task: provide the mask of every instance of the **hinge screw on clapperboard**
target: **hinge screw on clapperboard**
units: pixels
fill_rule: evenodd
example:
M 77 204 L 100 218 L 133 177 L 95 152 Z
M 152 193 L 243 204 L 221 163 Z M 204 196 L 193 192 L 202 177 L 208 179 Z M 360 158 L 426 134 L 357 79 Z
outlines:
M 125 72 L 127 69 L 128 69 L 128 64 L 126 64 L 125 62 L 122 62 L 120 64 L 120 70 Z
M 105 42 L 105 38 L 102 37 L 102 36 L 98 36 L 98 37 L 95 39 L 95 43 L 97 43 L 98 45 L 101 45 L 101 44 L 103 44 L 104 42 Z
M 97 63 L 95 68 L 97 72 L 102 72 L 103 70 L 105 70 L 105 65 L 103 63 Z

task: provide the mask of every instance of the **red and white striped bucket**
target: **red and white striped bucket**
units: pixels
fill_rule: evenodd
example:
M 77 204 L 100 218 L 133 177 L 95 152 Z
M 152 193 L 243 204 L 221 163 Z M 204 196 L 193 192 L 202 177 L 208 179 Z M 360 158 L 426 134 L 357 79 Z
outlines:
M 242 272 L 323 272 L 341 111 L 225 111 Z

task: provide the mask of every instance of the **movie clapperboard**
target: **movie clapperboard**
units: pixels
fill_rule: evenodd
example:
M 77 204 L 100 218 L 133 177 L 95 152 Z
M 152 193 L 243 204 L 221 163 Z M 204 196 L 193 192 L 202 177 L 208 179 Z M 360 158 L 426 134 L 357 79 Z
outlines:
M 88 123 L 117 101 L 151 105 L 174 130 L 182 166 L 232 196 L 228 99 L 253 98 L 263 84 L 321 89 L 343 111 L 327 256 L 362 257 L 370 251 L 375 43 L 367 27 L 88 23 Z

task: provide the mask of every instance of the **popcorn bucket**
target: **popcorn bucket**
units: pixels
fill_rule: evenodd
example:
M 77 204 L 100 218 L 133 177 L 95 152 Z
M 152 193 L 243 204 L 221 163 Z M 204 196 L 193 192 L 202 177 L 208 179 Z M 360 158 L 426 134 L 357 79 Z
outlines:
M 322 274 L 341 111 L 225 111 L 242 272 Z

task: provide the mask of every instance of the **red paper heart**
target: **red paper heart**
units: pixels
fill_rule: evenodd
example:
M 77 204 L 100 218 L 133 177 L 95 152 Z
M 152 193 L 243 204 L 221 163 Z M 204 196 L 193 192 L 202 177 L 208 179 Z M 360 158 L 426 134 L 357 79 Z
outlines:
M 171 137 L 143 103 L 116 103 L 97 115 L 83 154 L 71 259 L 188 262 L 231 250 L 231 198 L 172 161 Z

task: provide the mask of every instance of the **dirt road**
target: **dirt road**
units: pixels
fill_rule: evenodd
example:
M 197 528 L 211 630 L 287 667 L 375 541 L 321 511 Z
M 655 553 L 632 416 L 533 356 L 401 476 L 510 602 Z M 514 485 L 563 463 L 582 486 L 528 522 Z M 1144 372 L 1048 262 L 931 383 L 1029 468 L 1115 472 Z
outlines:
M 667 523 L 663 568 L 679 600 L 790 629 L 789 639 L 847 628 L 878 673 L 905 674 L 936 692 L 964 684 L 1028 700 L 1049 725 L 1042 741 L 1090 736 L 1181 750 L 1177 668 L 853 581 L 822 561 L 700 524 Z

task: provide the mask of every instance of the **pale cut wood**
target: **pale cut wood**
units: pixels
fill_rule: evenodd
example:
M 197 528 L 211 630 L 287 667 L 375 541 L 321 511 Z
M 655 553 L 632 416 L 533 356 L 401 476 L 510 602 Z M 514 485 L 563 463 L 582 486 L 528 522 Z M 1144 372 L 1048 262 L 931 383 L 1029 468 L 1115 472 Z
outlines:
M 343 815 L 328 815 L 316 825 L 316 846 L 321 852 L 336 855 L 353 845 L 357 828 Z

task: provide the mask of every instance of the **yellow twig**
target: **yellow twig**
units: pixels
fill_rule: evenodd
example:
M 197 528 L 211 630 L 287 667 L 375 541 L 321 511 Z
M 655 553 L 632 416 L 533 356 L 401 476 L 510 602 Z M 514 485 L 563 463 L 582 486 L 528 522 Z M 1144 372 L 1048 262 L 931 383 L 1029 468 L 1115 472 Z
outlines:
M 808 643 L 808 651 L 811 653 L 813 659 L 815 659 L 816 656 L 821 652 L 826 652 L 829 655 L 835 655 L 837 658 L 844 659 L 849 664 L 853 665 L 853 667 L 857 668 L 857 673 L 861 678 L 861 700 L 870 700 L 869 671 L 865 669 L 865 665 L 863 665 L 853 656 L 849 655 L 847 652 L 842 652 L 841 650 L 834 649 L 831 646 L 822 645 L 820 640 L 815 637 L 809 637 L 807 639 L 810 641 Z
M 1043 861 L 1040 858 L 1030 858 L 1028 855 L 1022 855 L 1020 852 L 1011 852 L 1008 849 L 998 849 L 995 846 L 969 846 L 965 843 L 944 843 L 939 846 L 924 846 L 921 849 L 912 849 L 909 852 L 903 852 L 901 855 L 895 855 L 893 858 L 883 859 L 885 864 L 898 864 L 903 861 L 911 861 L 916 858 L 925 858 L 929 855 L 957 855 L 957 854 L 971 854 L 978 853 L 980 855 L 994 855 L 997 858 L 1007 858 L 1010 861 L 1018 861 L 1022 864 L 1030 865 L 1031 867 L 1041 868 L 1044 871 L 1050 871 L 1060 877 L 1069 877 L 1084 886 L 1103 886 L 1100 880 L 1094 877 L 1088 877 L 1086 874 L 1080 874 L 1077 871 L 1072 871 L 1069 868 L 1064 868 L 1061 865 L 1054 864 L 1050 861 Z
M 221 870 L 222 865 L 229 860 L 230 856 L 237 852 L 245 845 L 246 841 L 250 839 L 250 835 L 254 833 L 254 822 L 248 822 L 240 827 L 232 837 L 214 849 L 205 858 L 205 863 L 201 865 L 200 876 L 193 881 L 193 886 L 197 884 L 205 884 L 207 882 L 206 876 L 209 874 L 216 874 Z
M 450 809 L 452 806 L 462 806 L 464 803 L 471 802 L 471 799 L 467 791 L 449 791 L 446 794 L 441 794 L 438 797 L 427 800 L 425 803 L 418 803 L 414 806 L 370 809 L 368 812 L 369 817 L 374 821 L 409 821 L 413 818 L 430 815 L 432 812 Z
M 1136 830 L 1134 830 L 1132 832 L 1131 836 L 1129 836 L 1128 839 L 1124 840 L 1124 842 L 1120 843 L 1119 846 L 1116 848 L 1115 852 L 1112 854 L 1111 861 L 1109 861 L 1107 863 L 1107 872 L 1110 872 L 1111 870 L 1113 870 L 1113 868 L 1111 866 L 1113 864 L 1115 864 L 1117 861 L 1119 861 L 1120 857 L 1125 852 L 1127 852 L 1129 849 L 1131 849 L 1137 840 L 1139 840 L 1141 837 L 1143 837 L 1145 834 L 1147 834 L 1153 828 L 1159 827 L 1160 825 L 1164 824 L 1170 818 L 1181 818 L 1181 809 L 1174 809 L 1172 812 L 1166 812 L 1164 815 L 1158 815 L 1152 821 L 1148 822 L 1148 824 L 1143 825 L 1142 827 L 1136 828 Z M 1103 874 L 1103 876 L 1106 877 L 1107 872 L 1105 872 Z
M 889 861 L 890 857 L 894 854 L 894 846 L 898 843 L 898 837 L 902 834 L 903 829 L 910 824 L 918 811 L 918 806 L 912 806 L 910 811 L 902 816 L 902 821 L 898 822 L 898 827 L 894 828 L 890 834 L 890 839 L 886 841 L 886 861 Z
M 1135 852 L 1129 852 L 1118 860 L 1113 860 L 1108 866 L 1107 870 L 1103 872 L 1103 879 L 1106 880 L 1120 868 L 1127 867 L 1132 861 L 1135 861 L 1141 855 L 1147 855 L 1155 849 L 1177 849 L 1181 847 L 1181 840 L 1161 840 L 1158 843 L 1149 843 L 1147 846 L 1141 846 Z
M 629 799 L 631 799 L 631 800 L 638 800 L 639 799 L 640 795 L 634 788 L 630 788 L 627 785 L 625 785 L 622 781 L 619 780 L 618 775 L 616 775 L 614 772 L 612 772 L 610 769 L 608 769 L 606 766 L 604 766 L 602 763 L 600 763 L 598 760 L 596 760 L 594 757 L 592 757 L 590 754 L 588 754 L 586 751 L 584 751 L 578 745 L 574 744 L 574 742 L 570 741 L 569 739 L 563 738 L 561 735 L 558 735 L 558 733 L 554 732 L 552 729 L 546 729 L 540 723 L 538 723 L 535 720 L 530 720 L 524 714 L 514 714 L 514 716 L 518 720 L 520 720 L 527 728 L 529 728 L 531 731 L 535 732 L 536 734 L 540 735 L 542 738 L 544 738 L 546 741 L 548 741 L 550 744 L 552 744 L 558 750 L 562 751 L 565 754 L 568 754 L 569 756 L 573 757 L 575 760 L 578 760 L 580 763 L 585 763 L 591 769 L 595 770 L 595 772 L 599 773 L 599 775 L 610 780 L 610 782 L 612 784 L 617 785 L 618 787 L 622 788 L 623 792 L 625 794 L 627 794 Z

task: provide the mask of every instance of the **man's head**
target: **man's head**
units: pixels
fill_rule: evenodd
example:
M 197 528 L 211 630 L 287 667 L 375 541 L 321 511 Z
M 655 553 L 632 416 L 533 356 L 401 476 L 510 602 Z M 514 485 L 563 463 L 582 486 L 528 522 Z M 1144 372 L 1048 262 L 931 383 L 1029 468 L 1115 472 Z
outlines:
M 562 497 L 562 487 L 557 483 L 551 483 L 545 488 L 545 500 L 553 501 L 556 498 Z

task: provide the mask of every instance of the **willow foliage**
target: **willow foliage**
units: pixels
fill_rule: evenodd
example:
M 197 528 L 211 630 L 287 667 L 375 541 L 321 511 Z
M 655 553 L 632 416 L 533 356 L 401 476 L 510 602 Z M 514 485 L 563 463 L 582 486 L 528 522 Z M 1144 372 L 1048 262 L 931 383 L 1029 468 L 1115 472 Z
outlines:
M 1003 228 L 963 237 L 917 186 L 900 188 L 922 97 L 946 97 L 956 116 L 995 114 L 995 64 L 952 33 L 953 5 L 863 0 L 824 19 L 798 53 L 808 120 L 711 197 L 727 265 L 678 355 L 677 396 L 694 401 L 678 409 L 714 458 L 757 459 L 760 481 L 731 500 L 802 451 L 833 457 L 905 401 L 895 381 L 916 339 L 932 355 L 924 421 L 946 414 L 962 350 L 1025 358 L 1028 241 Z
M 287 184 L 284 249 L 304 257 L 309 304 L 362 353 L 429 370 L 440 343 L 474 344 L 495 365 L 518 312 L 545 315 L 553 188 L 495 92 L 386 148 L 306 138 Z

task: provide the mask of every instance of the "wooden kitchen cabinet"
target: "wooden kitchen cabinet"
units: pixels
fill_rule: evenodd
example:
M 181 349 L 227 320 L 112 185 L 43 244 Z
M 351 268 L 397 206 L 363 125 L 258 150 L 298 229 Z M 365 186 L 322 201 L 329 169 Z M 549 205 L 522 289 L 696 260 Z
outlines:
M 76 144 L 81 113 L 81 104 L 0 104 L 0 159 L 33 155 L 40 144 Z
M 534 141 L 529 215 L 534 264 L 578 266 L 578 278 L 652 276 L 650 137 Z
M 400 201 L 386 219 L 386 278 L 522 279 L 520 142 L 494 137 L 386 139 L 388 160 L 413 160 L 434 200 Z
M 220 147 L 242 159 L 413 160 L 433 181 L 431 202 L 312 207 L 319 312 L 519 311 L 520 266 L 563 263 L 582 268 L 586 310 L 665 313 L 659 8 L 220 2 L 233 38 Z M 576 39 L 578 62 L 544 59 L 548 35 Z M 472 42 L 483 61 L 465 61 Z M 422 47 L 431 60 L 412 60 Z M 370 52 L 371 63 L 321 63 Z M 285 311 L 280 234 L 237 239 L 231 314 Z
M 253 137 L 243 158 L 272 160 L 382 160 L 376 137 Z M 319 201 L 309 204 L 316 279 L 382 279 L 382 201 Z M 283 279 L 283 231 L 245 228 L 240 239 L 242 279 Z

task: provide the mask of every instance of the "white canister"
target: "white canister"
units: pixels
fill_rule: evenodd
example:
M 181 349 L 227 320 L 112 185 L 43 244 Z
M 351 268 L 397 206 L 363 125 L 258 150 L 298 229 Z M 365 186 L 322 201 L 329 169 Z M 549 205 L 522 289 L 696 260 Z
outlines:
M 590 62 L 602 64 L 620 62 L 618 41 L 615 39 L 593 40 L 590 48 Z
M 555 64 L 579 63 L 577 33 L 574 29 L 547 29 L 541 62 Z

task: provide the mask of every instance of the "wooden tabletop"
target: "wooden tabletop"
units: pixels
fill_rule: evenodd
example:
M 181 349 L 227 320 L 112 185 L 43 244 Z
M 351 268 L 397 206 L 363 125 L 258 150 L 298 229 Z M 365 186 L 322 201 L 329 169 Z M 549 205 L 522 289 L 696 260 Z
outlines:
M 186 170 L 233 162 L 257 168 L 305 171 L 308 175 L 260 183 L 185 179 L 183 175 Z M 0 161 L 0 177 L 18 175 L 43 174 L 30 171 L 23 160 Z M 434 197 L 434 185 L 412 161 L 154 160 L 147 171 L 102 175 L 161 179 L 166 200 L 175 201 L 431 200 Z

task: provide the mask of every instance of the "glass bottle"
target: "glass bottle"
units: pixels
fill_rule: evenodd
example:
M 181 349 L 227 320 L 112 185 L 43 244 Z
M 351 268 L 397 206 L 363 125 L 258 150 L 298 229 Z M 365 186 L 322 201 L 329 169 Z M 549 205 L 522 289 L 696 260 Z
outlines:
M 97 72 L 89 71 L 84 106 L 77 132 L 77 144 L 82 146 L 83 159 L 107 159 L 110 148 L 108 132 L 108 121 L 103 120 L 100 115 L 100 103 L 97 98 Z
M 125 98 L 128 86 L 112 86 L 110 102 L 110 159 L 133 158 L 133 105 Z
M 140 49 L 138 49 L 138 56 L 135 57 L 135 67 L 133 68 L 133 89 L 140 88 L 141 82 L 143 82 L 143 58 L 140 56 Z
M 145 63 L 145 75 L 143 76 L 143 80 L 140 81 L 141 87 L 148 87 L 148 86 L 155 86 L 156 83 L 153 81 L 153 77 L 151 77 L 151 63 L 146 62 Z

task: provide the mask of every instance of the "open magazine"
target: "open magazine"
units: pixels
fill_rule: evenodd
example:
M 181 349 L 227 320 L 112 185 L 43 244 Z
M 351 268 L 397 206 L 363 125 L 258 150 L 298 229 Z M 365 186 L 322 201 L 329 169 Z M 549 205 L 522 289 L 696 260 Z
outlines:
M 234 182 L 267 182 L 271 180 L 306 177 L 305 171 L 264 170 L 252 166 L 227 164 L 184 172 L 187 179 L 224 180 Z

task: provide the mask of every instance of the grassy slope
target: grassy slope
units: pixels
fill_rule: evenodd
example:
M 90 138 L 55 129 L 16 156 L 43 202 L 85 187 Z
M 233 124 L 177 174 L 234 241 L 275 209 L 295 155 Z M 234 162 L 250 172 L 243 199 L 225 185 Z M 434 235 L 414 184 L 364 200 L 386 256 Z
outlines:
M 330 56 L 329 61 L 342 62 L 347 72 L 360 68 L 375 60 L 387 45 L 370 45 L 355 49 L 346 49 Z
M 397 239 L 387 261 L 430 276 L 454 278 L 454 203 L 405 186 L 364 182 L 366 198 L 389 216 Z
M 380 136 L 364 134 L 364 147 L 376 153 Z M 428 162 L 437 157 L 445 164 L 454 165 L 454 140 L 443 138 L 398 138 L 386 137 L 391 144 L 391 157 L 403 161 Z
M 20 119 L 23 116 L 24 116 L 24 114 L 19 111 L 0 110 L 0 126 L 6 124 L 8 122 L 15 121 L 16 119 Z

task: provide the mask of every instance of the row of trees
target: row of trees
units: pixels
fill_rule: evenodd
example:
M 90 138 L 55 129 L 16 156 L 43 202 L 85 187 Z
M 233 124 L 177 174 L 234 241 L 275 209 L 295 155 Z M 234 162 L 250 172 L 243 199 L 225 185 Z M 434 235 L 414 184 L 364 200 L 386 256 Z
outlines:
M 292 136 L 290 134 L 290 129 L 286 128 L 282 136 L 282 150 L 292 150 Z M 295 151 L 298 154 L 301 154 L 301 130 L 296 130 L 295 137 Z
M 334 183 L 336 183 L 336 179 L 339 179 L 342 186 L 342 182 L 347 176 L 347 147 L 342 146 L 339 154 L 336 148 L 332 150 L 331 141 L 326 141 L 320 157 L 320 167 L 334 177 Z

+ + + + + + +

## What the exercise asks
Every line above that includes the word "grassy" must appear in the answer.

## Answer to this exercise
task: provide the mask of every instance of the grassy slope
target: grassy slope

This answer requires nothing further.